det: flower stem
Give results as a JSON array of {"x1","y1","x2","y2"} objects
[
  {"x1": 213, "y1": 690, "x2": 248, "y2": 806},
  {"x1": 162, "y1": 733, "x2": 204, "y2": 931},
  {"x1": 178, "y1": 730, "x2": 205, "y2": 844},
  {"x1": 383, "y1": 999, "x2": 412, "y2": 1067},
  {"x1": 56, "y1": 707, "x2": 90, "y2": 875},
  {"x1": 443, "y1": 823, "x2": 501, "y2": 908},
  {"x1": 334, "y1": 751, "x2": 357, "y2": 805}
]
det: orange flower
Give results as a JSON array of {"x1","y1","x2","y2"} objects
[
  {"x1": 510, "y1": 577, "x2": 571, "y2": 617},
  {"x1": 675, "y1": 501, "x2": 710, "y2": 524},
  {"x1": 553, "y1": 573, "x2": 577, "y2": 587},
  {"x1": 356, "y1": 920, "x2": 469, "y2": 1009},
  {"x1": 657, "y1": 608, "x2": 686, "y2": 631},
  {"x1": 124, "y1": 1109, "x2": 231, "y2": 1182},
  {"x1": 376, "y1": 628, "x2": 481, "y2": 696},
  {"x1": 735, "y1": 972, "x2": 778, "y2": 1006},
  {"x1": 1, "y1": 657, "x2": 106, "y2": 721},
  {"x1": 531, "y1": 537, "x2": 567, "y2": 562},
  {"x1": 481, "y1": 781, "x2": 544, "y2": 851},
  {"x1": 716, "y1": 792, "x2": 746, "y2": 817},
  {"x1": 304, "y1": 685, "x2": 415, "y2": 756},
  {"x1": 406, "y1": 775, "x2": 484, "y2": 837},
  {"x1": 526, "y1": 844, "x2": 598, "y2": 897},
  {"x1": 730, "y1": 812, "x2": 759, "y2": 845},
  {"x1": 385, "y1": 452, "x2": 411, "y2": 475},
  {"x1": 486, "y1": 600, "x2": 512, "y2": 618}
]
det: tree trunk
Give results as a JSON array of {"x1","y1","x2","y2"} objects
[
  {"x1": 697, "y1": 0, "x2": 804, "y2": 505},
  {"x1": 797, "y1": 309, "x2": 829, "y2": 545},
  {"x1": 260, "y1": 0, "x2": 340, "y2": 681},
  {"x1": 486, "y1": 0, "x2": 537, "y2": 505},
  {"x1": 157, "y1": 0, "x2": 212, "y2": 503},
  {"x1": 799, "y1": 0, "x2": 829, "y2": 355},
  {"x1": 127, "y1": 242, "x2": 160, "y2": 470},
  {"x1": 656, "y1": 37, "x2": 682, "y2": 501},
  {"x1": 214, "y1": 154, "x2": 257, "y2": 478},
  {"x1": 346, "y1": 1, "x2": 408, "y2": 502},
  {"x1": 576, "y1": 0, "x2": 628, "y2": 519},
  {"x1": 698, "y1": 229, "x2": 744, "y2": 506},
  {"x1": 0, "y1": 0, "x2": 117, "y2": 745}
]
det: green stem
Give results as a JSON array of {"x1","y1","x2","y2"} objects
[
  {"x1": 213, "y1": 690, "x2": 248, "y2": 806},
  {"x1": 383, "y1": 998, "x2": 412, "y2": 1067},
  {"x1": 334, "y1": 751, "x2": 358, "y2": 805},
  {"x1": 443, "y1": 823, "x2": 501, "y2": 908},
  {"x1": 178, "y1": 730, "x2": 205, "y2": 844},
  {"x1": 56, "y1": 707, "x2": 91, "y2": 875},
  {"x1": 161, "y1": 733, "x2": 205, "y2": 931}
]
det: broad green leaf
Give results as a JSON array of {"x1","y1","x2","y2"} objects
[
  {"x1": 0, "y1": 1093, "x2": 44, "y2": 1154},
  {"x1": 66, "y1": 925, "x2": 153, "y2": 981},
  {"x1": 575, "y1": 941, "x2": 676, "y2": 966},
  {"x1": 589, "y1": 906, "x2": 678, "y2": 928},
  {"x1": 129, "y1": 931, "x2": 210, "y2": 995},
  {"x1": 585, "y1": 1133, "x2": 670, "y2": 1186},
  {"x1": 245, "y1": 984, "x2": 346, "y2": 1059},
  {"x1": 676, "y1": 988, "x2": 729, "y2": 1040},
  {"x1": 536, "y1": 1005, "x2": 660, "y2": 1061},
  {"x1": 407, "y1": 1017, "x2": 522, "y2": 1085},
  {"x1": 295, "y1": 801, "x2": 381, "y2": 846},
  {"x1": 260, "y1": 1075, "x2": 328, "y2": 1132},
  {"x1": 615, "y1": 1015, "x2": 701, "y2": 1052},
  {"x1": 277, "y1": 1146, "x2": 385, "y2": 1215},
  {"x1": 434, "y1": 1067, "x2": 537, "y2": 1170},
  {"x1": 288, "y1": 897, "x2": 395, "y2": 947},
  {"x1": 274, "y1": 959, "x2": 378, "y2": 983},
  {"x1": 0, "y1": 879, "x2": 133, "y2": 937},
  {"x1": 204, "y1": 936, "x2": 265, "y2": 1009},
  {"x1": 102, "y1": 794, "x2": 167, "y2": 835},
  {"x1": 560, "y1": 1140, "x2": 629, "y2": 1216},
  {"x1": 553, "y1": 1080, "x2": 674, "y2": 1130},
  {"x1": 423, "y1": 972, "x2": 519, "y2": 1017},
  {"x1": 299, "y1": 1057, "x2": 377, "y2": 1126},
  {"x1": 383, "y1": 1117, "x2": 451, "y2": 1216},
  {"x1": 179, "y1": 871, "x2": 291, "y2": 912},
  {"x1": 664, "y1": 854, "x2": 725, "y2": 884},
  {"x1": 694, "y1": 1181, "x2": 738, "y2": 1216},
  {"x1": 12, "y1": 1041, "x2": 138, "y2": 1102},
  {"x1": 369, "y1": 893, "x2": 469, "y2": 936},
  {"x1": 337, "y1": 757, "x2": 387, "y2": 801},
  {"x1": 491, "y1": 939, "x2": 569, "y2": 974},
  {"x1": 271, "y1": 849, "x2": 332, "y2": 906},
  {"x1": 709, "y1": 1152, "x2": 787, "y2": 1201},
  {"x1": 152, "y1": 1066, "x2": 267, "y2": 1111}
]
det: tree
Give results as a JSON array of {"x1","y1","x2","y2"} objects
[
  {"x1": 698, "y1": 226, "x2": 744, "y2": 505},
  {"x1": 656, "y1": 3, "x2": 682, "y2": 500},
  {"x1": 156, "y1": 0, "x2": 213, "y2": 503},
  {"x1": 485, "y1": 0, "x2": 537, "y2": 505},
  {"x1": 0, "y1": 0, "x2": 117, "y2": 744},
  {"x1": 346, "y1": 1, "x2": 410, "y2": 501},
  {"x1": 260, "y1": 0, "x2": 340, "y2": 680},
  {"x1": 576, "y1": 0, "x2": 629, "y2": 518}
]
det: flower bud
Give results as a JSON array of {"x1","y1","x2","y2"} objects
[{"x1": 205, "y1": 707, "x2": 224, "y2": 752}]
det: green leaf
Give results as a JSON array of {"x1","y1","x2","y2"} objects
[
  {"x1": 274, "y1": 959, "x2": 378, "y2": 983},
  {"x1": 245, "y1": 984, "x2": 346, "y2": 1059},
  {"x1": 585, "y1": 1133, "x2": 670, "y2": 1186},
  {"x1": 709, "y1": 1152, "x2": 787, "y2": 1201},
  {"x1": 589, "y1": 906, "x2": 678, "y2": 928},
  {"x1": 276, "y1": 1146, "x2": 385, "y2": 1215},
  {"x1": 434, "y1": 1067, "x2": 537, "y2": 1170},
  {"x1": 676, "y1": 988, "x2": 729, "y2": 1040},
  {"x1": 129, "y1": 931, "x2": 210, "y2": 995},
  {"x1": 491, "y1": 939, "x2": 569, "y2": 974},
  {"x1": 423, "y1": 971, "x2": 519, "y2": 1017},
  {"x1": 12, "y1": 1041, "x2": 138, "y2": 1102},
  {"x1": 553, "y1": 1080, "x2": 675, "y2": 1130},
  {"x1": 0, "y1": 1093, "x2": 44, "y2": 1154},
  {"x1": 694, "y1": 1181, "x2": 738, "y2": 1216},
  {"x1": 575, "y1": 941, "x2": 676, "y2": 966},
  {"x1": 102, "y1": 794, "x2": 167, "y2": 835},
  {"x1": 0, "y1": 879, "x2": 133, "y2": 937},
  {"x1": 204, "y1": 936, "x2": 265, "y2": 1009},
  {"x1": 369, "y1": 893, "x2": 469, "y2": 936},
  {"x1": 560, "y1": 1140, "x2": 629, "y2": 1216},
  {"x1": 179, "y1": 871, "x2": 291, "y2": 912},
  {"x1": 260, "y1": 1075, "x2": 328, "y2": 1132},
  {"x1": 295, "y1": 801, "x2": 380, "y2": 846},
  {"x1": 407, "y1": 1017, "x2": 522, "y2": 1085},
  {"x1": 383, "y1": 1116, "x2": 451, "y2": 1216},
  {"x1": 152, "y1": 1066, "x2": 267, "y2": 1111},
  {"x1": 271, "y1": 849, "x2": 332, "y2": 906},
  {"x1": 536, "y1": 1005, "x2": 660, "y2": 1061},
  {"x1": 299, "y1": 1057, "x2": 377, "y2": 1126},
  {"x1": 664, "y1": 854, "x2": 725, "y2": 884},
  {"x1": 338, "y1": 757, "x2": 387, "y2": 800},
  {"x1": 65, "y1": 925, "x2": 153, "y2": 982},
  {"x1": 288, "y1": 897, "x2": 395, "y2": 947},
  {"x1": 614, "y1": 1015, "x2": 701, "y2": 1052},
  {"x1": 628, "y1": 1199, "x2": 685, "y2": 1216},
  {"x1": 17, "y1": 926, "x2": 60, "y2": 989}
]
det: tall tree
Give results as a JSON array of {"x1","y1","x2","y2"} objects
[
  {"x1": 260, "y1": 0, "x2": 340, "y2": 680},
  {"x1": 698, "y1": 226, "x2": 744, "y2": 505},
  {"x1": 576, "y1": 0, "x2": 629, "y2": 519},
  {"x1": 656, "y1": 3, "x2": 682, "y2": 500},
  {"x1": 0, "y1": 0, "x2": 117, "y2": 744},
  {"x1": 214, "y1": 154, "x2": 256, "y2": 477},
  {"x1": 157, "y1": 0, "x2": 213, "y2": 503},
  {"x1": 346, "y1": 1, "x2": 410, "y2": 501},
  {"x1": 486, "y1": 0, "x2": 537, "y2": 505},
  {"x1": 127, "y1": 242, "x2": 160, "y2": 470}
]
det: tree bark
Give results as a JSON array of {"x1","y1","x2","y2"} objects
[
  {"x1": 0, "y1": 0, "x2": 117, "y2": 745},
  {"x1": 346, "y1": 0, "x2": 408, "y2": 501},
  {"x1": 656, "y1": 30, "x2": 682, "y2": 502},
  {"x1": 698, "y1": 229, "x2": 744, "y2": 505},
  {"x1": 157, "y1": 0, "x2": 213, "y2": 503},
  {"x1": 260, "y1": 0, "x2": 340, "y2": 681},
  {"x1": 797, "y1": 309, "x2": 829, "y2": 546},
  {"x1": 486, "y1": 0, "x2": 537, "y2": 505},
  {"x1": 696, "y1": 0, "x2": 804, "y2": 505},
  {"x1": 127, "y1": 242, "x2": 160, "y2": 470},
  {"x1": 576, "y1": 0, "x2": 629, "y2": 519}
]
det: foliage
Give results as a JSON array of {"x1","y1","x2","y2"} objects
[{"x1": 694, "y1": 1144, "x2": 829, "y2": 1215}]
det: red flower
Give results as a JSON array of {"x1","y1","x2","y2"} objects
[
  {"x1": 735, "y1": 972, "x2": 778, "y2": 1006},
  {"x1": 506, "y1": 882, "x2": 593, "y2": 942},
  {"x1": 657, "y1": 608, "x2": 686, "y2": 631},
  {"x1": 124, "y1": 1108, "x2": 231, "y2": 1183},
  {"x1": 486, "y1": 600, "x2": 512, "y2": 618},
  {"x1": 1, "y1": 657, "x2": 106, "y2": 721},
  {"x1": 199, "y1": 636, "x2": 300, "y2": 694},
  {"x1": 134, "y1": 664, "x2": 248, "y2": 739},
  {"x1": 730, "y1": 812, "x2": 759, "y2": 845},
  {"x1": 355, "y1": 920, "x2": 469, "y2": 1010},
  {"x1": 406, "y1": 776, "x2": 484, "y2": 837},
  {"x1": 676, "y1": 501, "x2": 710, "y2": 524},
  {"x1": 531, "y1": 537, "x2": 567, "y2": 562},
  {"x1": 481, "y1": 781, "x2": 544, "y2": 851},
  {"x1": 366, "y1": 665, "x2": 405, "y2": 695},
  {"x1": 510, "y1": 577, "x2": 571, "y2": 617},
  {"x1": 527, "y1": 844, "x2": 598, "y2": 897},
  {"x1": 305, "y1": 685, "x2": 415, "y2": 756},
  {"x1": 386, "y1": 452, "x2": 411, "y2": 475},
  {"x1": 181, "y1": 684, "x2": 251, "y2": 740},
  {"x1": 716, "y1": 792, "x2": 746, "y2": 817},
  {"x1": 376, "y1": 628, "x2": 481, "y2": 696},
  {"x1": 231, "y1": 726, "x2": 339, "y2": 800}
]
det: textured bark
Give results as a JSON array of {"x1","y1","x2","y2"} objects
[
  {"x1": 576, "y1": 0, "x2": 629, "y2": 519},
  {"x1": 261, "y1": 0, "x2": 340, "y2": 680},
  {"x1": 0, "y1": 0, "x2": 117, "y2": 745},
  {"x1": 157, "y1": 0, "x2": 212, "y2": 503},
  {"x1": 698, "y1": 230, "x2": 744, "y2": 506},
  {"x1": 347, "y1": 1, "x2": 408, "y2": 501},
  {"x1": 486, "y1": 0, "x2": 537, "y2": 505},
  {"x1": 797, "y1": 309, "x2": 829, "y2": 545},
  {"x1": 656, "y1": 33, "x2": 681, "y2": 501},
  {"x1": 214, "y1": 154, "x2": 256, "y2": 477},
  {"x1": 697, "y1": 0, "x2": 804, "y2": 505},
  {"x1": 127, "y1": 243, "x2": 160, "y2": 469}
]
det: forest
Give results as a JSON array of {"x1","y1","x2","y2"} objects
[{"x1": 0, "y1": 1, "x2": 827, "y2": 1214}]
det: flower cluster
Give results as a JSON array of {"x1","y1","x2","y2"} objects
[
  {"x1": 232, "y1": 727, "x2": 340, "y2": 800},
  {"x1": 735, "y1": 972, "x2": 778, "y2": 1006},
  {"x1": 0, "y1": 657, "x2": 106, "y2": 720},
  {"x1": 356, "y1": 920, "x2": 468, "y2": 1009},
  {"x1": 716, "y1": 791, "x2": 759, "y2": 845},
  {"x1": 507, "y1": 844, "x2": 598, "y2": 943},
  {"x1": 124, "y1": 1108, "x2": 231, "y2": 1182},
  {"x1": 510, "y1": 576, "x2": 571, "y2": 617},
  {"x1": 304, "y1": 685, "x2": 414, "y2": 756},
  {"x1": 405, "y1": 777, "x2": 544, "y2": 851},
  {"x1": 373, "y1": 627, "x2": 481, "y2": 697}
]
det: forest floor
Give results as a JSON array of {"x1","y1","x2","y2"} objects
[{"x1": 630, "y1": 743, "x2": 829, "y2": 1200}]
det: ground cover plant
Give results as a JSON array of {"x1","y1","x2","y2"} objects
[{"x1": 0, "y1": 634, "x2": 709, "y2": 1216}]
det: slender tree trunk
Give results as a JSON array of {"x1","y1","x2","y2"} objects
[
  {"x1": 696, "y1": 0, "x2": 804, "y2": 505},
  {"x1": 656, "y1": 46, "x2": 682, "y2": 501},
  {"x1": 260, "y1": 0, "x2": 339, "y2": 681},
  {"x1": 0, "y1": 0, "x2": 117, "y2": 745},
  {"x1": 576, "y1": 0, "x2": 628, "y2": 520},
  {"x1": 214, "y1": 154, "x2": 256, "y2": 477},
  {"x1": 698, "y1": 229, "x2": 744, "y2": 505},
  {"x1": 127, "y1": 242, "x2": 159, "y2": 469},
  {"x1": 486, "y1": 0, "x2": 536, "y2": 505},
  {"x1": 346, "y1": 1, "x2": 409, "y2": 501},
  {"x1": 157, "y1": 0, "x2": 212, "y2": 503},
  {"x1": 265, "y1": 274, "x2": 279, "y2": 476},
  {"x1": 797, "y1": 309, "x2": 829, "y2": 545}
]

* **What the task requires**
Where does the word "trunk" appear in the records above? Return every line that holds it.

* **Your response**
det: tree trunk
det: slender tree trunk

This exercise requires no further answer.